Alessandro Viterbo (nell'immagine), sposato due figli,
presidente del comitato organizzatore della serata e della commissione
raccolta fondi di Tsad Kadima referente per i rapporti con l'Italia
ricorda come la sua vita sia cambiata dalla nascita di Yoel un ragazzo
cerebroleso dalla nascita che ora ha 17 anni, da allora tutti i suoi
sforzi sono rivolti a lui e alla sua qualità di vita per questo da
molti anni svolge alcuni compiti tutti volontari come membro del
direttivo e presidente della commissione foundraising, aggiunge questa
serata ad alcuni altri eventi importanti avvenuti negli ultimi mesi,
fra cui la cerimonia che si è svolta dopo il restauro dell'appartamento
d'allenamento finanziato dagli amici della Comunità ebraica di Firenze.
Che bilancio
puoi trarre dalla tua esperienza in Tsad kadima?

→ **DATI FORNITI**

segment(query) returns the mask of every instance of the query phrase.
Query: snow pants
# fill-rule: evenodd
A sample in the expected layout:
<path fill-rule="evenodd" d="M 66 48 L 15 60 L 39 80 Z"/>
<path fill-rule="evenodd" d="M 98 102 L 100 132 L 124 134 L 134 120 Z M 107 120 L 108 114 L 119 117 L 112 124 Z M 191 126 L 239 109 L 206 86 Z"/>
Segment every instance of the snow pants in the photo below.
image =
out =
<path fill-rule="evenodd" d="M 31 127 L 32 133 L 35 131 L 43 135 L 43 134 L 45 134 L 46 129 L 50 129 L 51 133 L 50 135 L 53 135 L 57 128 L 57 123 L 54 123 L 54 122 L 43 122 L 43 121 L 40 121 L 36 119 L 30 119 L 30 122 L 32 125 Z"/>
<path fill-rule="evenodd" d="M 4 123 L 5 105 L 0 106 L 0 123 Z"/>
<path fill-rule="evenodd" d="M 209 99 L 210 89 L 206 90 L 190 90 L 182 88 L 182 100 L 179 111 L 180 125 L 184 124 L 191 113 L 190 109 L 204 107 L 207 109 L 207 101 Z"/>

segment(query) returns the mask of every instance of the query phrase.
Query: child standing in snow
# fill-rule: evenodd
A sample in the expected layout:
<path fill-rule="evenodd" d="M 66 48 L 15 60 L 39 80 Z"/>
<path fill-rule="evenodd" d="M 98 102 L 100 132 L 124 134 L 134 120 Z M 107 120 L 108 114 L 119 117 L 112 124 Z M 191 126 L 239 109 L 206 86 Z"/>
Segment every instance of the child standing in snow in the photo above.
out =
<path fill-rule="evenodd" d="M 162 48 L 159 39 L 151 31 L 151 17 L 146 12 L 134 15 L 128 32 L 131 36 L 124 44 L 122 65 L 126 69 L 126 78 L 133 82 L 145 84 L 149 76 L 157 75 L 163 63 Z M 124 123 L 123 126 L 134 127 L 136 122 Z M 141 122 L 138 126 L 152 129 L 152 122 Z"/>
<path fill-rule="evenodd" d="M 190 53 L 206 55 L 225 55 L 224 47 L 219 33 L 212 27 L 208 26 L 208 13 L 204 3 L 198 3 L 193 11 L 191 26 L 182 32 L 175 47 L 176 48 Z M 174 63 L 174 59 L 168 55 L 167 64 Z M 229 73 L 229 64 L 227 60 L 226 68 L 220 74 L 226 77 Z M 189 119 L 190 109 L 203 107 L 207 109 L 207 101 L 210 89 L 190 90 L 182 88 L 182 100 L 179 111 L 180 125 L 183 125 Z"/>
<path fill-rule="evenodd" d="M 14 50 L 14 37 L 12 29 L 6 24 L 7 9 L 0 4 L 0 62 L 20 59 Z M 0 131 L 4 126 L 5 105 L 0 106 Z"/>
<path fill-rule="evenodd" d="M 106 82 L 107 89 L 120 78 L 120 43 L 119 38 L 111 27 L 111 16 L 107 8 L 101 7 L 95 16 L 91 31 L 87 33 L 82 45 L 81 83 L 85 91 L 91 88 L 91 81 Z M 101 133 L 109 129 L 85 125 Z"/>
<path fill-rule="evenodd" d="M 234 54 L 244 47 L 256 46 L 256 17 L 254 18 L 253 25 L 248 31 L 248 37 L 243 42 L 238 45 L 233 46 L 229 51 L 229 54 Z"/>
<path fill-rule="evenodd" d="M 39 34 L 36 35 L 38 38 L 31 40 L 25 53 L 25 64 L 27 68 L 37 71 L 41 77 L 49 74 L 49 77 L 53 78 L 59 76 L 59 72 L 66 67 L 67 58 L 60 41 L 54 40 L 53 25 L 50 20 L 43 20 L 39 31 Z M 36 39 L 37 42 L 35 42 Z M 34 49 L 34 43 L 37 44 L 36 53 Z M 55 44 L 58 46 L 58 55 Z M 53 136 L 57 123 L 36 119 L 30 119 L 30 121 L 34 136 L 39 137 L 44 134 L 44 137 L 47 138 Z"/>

→ **ESERCIZI**
1. Quali incarichi ricopre Alessandro Viterbo secondo il testo su Tsad Kadima? Elencali tutti.
2. Scrivi il seguito del testo su Tsad Kadima, partendo subito dopo l'ultima frase.

→ **SOLUZIONI**
1.
- Presidente del comitato organizzatore della serata
- Presidente della commissione raccolta fondi di Tsad Kadima
- Referente per i rapporti con l'Italia
- Membro del direttivo

2.
Attraverso "Tsad Kadima" mio figlio Yoel cerebroleso dalla nascita e
molto limitato ha sviluppato la sua personalità e le sue capacità e ora
è un ragazzo vivo e consapevole. Personalmente ho accompagnato i grandi
passi avanti fatti dalla associazione sforzandomi di fornire i sostegni
finanziari necessari per superare le crisi economiche ho organizzato
eventi di Gala di gran successo con artisti di grido quali Noah o Idan
Raichel ho dato vita a varie iniziative pubbliche quali
l'incontro della Juventus con i nostri ragazzi ho sviluppato rapporti
di cooperazione professionale con diversi enti italiani ho portato il
messaggio di Tsad Kadima a coloro che non lo conoscevano.
E' difficile
conciliare tutto questo con la tua attività all'esterno per esempio il
tuo lavoro?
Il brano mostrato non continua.